石井孝『明治維新と外圧』

石井孝『明治維新と外圧』(吉川弘文館、1993年)の一部を読みました。「Ⅰ 明治維新史概観」のまとめを掲載します。

 はじめに
 1986年8月に雑誌に掲載された「日本封建制解体の特質」という報告は、近世史専攻者のみにより書かれた報告らしく19世紀前半以後の幕末・維新激動期の具体的歴史過程がほぼ視野に入っておらず、日本近代史の報告として同論文の研究水準を世界の歴史学研究者に示すことができたか疑わしい。
 同報告はまず日本における幕藩制国家解体過程の特徴として①幕藩制国家否定の社会運動として世直し運動、②幕藩制国家否定の政治運動として尊王運動、③幕藩制国家否定の民族運動としての攘夷運動の3つを並列して挙げるが、①は民衆の反封建闘争、②③は①により封建的危機を痛感する支配階級内部の動きと、①と②③で全く次元を異にする動きなのだ。しかも尊王論攘夷論幕藩体制の否定を目指す運動ではなく、これをもって2つを幕藩体制否定運動とするのは王政復古史観に通じるものである。また同報告は尊王運動を日本における反封建政治運動としているが、根拠も無しにそう述べると近代天皇制国家が大衆的基盤や国民的支持の上に成立したとみられる危険が大きく、ネオ皇国史観に利用される恐れがある。

*学習課題:*
1. 上の原文抜粋について、次の問いに答えなさい。
(a) 『明治維新と外圧』の出版社と刊行年はどれか。
(b) 「日本封建制解体の特質」という報告は、いつ雑誌に掲載されたか。
(c) 同報告が根拠もなく尊王運動を反封建政治運動としていることについて、筆者は何に利用される恐れがあると述べているか。
2. 上の原文抜粋の論を、最後の文の後から書き進めなさい。

*提供データ:*
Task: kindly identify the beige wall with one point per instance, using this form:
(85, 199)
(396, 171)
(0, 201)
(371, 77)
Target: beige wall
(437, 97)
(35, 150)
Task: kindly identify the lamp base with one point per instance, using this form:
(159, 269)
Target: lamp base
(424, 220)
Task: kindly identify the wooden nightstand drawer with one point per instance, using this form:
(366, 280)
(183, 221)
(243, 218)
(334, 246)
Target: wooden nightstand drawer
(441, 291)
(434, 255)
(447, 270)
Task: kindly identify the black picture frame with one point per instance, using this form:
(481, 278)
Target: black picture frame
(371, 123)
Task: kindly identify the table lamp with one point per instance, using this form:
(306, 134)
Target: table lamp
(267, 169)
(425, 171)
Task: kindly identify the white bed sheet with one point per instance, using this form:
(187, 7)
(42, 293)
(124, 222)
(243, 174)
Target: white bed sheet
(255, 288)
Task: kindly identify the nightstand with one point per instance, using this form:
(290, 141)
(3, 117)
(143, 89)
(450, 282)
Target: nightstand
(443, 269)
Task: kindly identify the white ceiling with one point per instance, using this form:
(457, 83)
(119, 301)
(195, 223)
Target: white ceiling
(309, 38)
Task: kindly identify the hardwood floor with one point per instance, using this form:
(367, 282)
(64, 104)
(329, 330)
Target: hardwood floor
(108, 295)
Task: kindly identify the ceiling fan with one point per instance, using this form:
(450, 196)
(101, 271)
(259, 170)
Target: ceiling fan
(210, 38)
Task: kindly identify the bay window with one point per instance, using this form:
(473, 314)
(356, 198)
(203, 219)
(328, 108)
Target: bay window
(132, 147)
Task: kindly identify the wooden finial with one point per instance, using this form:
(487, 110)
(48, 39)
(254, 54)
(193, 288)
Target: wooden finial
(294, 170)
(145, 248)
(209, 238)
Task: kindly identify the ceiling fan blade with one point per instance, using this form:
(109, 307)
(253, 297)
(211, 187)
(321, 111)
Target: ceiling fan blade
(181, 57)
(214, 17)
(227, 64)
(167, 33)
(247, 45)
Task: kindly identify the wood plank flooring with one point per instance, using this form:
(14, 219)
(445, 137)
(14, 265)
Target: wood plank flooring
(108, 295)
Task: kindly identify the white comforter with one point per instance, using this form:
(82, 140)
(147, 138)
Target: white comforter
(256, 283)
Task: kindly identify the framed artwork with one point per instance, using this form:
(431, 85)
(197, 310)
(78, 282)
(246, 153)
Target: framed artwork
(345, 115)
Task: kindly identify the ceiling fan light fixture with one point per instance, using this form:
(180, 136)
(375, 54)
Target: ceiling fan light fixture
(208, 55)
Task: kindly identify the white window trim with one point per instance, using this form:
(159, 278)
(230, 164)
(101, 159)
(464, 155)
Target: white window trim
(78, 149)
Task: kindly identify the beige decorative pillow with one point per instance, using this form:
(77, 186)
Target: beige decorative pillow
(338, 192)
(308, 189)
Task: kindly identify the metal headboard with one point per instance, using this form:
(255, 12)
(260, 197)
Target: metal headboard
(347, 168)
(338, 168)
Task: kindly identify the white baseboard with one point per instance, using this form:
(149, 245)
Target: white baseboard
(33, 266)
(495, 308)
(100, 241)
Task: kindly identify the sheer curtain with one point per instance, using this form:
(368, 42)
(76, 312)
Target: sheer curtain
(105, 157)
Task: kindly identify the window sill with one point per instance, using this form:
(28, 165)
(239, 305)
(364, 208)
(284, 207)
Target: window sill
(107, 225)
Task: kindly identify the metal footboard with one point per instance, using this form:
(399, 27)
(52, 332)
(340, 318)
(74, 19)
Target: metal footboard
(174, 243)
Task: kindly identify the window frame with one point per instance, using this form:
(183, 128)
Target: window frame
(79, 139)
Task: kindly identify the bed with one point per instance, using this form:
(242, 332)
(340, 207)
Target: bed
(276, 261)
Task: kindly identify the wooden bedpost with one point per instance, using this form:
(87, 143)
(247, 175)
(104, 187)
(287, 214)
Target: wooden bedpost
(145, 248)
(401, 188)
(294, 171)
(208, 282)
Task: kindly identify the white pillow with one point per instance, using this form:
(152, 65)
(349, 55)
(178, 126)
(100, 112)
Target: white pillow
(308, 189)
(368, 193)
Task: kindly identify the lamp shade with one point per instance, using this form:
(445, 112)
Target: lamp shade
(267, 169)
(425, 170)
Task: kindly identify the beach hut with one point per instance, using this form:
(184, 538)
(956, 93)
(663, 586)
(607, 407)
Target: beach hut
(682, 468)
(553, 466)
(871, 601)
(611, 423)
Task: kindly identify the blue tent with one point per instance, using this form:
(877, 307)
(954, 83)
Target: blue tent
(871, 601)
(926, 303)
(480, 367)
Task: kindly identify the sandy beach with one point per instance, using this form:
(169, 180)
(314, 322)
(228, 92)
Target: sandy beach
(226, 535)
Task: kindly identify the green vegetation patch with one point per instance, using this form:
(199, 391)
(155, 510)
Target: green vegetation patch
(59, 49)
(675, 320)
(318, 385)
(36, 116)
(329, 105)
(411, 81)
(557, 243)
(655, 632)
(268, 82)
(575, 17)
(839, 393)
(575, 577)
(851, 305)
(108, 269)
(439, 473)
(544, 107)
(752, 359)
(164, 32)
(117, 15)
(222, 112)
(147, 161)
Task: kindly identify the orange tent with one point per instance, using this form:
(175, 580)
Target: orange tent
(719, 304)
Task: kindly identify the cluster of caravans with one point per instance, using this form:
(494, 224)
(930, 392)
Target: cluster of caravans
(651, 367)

*解答例:*
1.
(a) 吉川弘文館、1993年
(b) 1986年8月
(c) ネオ皇国史観

2.
 他にも同報告は日本の絶対主義が天皇制国家としてのみ成立するとみるが、筆者は将軍による大君絶対主義の途も存在しただろうと認める。この「二つの途」の肯定こそ維新の政治史を王政復古史観から解放する方法である。二つの途は、薩英戦争や下関戦争を経た薩長の絶対主義化が天皇制絶対主義と繋がり大君絶対主義と対立して生まれた。かの報告は維新史の成果を取り入れなかったことで、幕藩制国家解体過程の特質を戦前と同じ王政復古史観とほぼ同じものにまで陥らせてしまったと言える。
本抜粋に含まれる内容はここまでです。